(Stored listing)
□ □ □ □

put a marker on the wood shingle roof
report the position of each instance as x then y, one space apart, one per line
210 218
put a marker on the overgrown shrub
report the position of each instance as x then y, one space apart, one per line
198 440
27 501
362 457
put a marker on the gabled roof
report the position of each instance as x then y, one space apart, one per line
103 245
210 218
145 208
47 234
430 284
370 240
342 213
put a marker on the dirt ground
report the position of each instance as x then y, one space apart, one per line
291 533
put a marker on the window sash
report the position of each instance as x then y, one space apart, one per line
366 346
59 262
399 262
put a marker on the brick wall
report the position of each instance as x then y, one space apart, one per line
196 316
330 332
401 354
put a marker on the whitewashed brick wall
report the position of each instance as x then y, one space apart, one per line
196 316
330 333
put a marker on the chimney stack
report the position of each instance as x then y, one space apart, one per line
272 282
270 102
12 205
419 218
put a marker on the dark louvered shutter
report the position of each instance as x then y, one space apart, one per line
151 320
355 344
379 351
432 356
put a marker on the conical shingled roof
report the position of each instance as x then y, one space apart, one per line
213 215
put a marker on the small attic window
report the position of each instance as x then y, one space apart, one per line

□ □ □ □

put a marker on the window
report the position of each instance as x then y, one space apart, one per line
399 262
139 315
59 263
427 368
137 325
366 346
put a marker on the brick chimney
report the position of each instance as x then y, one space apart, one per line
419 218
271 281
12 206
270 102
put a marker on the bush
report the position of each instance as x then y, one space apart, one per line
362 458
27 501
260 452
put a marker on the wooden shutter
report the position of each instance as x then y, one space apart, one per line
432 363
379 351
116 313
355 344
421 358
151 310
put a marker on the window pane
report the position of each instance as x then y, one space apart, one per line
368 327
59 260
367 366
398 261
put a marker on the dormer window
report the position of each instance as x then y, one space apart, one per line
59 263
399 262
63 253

□ □ □ □

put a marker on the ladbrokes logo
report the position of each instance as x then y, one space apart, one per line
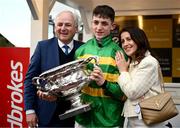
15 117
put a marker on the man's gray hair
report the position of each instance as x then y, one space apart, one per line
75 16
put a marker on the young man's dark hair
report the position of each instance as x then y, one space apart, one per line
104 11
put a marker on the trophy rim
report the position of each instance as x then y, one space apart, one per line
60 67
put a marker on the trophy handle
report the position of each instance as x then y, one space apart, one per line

□ □ □ □

[Written request]
Extract every line in the listing that contains the string "roof".

[Answer to the exercise]
put a marker on the wood shingle roof
put a marker on the gabled roof
put a marker on the conical shingled roof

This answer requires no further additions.